A nuestro hogar llegó a refugiarse una joven mujer venezolana totalmente hecha pedazos. Emocionalmente disfuncional en grado extremo, muy pronto nos damos cuenta que tenemos en casa a alguien que está completamente roto. Una damnificada que no sólo perdió hace años el piso que sostenía su vida, sino que ha vivido por tanto tiempo siendo damnificada en su propia vida, que ya no recuerda cómo vivir de otra manera. Mucho más grave aún, que tampoco parece poder tolerar que se viva de ninguna otra forma. Que resiente y agradece todo en una misma frase. Que te mira de soslayo, que llora por los rincones, que no afloja eso a lo que se agarra, aunque le digas una y otra vez que ya no le sirve para nada en su nueva vida. Que quiere creerte pero que no puede hacerlo. Una sufrida paradoja hecha gente.

Con esa fuerza telúrica que es la desesperación, los venezolanos llegamos a tierras extranjeras corriendo como locos a conseguir cómo ganarnos la vida, cómo comenzar a enviarle ayuda a nuestra gente que se quedó atrás, como planificar para irlos sacando de uno en uno. A las tres semanas, esta chica ha conseguido lo imposible. Tiene dos trabajos. Dos sueldos, casa y comida. Cuida a una señora mayor de lunes a viernes.  Los viernes se va a cuidar a otra abuelita hasta el domingo. Su gasto mayor es ahora ese pasaje entre las dos abuelas que cuida. En Margarita, donde vivía hasta el mes pasado, su sueldo de maestra primaria en una escuela pública le alcanzaba para comer dos días. En un hogar de seis adultos y una niña de cuatro años, la paga de los cuatro adultos con trabajo, apenas alcanza hasta el día 20 de cada mes.  Ella es la única en el grupo familiar con pasaporte vigente, así que queda designada para emigrar. Su idea fija es encontrar la manera de ir sacándolos a todos. Salvarlos de esa situación a la que no se le ve una salida cercana. Esto parece ser la única cohesión de sus pedacitos rotos.

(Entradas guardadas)
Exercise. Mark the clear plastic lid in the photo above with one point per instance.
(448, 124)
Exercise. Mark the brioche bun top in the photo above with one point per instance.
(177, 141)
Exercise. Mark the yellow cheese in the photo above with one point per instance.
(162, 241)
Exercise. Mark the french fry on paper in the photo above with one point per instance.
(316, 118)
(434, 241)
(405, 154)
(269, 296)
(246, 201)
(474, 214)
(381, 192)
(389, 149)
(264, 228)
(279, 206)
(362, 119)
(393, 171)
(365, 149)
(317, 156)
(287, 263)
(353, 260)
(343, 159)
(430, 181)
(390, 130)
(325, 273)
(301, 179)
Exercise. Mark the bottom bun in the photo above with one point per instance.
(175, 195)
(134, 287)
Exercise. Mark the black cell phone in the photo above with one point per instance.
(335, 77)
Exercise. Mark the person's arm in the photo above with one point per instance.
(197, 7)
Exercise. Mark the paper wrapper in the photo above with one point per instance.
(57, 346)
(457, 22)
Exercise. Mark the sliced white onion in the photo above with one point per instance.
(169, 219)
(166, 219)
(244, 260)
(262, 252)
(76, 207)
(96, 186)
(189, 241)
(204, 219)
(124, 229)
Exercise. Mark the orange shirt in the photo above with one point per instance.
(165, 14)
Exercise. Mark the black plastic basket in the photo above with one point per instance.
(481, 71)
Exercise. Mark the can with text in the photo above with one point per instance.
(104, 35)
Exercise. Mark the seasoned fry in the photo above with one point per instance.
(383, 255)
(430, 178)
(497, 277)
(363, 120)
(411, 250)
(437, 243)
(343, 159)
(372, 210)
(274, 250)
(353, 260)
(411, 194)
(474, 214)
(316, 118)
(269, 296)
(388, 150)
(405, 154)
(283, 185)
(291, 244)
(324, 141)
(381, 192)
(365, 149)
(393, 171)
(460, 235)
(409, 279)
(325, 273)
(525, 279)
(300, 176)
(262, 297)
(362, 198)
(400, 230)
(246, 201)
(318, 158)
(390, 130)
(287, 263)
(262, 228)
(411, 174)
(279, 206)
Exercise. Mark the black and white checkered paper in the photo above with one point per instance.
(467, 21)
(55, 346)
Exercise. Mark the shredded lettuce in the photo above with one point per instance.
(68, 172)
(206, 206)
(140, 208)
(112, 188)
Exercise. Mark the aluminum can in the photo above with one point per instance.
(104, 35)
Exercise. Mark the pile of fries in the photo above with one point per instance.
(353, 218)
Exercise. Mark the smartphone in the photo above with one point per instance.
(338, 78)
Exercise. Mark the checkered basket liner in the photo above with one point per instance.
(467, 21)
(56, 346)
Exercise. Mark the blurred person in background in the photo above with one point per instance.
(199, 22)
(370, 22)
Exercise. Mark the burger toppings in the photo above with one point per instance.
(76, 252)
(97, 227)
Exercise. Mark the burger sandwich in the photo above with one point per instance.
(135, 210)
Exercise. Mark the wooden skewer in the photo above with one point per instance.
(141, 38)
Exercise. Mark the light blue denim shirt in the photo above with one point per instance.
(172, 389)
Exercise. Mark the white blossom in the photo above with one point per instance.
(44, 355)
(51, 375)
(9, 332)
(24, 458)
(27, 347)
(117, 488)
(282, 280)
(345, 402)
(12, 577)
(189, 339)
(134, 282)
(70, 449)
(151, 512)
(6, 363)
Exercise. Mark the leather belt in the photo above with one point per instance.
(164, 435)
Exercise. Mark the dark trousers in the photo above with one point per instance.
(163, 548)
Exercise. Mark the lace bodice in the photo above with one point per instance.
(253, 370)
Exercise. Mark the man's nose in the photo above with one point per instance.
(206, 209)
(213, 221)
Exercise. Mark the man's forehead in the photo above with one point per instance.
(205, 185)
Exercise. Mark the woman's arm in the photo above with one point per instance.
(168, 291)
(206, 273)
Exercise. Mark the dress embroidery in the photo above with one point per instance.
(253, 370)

→ TAREAS DEL EJERCICIO:
a. Según el fragmento sobre la joven venezolana, ¿qué trabajo tenía ella en Margarita?
b. Indica si cada afirmación coincide con el fragmento sobre la joven venezolana y cita las palabras que lo deciden: (i) A las tres semanas, la joven ya tiene dos trabajos. (ii) En su hogar de Margarita viven seis adultos y dos niñas. (iii) Ella es la única del grupo familiar con pasaporte vigente.
c. Continúa el fragmento sobre la joven venezolana a partir de su última oración.
Los ítems son un material aparte, sin relación con el fragmento sobre la joven venezolana.

→ RESPUESTAS:
a. Era maestra primaria en una escuela pública.

b.
(i) Sí: "A las tres semanas, esta chica ha conseguido lo imposible. Tiene dos trabajos."
(ii) No: "En un hogar de seis adultos y una niña de cuatro años"
(iii) Sí: "Ella es la única en el grupo familiar con pasaporte vigente"

c.
El damnificado es un ser humano que está en una minusvalía emocional tan gigantesca, que no es capaz de dar nada. Nada de nada. No puede ni tan siquiera ver al otro. No se siente bien ni dentro de su propia piel. Nada le sirve. Está todo magullado. Ha sufrido por demasiado tiempo. Es como un preso de conciencia al que de pronto le sueltan a la calle, luego de años de cautiverio y aislamiento. Está desorientado. No sabe bien qué esperar, a dónde ir. Sólo sabe que debe ganarse la vida para salvar la de los suyos que dejó allá atrás, dentro de los calabozos. Lo demás, no importa nada, casi en absoluto. Lo hemos vivido en casa. Lo hemos visto suceder.

Desde que esta chica salió a sus nuevos trabajos la semana pasada, me pregunto una y otra vez cómo nos sanaremos de esto que su visita nos puso aún más en evidencia. Porque para recomponer algo que está tan roto y con tantos pedazos faltantes, se necesita mucho más que oponerse al régimen criminal que nos ha fracturado el alma de esta manera.  Cuánta higiene mental habrá que aplicarnos. Cuánto amor. Cuánto perdón. Cuánta reflexión exigirá de nosotros. Cuánto más karma sin resolver habrá que enfrentar y sanar de una buena vez y para siempre.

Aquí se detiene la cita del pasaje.